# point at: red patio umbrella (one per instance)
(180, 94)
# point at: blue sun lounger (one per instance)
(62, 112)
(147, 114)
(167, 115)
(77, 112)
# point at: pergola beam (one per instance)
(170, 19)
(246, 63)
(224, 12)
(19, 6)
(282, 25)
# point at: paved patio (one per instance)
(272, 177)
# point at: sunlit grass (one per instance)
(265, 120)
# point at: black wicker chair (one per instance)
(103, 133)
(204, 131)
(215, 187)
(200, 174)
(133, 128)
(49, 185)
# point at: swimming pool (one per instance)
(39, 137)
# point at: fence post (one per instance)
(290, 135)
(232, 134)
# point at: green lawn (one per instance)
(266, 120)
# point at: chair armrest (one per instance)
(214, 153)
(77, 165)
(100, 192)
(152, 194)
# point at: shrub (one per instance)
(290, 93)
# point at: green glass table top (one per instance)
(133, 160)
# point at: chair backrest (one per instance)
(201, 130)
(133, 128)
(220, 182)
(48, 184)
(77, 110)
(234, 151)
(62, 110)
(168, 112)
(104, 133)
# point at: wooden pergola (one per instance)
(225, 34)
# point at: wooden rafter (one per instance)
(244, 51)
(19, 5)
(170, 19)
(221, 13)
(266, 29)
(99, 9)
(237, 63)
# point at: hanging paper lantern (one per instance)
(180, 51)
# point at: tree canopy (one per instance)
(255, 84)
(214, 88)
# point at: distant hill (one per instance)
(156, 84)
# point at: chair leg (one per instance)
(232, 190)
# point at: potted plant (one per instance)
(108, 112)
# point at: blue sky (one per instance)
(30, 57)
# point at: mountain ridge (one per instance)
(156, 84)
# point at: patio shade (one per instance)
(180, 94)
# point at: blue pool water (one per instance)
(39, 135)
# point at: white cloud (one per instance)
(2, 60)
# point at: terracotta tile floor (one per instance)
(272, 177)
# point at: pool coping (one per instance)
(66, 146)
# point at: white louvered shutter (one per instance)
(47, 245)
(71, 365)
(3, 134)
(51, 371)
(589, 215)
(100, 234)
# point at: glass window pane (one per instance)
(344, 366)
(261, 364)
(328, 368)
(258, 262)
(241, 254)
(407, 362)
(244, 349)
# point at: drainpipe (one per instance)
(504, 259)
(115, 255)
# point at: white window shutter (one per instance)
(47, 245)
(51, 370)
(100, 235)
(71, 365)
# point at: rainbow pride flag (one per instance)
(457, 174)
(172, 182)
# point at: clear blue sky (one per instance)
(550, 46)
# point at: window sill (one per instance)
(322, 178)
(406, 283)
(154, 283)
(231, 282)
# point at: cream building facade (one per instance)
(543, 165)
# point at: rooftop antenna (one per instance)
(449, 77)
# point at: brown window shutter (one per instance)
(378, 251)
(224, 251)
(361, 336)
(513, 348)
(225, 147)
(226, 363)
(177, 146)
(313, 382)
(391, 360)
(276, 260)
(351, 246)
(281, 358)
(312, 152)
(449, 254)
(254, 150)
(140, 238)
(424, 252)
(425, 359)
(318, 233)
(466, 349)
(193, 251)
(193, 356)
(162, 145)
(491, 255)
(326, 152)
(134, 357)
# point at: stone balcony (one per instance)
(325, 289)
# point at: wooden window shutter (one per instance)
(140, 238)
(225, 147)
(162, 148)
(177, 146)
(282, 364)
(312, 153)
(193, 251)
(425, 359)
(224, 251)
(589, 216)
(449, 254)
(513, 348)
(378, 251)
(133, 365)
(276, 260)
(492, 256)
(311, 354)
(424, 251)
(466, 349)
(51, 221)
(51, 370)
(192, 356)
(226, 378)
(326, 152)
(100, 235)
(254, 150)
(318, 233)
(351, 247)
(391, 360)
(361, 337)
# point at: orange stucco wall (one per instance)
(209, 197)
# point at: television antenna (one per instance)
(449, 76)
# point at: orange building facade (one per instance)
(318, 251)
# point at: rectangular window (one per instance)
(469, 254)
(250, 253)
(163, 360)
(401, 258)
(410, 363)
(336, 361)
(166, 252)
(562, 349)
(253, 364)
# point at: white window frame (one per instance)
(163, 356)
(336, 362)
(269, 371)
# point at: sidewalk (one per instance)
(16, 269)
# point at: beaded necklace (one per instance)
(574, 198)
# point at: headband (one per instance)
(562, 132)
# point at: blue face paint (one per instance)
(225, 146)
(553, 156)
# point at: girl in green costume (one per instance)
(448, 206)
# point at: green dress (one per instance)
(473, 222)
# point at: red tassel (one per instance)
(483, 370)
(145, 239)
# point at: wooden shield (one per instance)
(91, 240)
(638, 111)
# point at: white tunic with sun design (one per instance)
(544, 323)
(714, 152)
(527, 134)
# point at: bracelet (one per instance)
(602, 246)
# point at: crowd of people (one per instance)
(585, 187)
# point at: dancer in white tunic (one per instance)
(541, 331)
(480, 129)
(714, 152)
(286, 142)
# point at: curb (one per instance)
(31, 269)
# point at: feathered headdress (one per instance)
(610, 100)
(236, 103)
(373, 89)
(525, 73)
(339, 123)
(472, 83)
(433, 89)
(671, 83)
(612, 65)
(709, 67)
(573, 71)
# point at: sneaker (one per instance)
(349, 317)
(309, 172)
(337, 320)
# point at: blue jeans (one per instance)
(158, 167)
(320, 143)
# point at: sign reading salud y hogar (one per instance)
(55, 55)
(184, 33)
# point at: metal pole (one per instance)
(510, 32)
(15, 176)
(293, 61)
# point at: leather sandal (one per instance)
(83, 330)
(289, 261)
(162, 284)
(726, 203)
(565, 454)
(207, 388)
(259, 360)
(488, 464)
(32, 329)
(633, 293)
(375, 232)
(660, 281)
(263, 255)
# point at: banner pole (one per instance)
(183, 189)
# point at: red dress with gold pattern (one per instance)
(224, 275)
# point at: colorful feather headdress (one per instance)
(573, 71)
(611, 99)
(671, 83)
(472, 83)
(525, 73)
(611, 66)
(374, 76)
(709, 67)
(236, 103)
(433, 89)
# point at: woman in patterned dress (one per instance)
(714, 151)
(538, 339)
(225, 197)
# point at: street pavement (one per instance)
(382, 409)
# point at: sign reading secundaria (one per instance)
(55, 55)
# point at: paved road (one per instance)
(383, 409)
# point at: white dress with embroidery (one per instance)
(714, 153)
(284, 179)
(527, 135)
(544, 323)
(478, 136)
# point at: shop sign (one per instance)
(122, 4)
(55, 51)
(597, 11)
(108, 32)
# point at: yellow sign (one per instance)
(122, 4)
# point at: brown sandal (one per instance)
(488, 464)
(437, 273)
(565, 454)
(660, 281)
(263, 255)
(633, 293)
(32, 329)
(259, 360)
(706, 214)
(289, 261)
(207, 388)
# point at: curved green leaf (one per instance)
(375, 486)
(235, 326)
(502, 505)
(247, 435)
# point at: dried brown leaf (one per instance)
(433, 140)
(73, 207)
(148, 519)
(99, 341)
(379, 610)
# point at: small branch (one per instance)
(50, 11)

——————

-- TASK PROMPT --
Reproduce the stretch of the records from the line containing "# point at: yellow sign (one per instance)" through the last line, with both ends included and each line unchanged.

-- SOLUTION BELOW --
# point at: yellow sign (one per instance)
(122, 4)
# point at: brown sandal (one per instance)
(488, 464)
(437, 273)
(565, 454)
(660, 281)
(263, 255)
(633, 293)
(32, 329)
(259, 360)
(706, 214)
(289, 261)
(207, 388)
# point at: curved green leaf (one per instance)
(375, 486)
(235, 326)
(502, 505)
(247, 435)
# point at: dried brown leaf (one per instance)
(433, 140)
(73, 207)
(148, 519)
(99, 341)
(379, 610)
# point at: small branch (one per instance)
(50, 11)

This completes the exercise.